* [Given request]: Pictures stay out; everything else in the records below is copied exactly.

[Position annotation records]
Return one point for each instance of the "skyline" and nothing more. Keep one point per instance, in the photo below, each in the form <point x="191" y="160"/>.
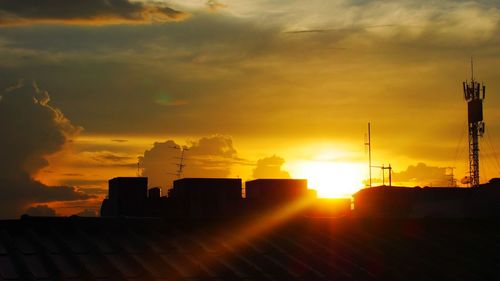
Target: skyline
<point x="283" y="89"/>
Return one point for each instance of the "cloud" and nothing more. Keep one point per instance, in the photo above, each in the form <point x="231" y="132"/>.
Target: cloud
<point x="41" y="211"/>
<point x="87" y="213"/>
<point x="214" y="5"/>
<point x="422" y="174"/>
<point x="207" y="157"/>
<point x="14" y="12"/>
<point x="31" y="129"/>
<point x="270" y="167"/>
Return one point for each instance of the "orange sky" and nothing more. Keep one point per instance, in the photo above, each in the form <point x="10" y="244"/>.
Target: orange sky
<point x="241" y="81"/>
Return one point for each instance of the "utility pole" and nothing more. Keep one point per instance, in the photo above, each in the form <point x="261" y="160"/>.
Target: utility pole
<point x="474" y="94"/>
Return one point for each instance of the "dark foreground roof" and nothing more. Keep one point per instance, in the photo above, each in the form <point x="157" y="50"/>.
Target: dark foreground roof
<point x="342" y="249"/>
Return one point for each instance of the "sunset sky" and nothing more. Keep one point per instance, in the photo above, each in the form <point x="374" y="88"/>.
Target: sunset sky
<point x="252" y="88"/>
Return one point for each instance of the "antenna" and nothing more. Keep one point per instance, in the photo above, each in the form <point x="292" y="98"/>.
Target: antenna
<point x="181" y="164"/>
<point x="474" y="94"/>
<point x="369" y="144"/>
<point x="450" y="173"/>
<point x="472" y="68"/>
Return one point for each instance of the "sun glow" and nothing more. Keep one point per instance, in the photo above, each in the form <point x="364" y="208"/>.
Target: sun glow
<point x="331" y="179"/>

* [Result for this exercise]:
Return one point for each instance of the "skyline" and nothing more. Keep one point per instance, in the photo below, each in the form <point x="191" y="160"/>.
Target: skyline
<point x="283" y="89"/>
Return one point for each instance of the "cloud" and nothing more. Keep one point per instance, in the photo above, each in the form <point x="231" y="132"/>.
Target: cloud
<point x="41" y="211"/>
<point x="87" y="213"/>
<point x="214" y="5"/>
<point x="422" y="174"/>
<point x="207" y="157"/>
<point x="14" y="12"/>
<point x="31" y="129"/>
<point x="270" y="167"/>
Return one point for each instance of the "orange sky" and nothing more. Keep one point per instance, in the photo above, each in the form <point x="10" y="244"/>.
Target: orange sky
<point x="241" y="81"/>
Return one point for each instance of the "utility pole" and nothing more. Keep one point per instance, in the photo above, each in the form <point x="261" y="160"/>.
Target: utility pole
<point x="474" y="94"/>
Return one point for each instance of the "dark foreground roof" and nothing more. Keep one point per instance, in the photo above, each in the form <point x="157" y="50"/>.
Target: dark foreground roof
<point x="342" y="249"/>
Return one point for each instance of the "sunset sky" and nothing more. Keep one point per instance, in the photo above, each in the form <point x="374" y="88"/>.
Target: sunset sky
<point x="252" y="88"/>
Return one point for each instance of the "antenna" and nothing more. Keep one point per instance, in the photo above, each in the form <point x="292" y="98"/>.
Target: antenna
<point x="181" y="164"/>
<point x="474" y="94"/>
<point x="369" y="144"/>
<point x="450" y="173"/>
<point x="472" y="68"/>
Return one point for each instance of the "sun glow" and nothing more. Keep one point per instance, in the photo above, each in the form <point x="364" y="208"/>.
Target: sun glow
<point x="331" y="179"/>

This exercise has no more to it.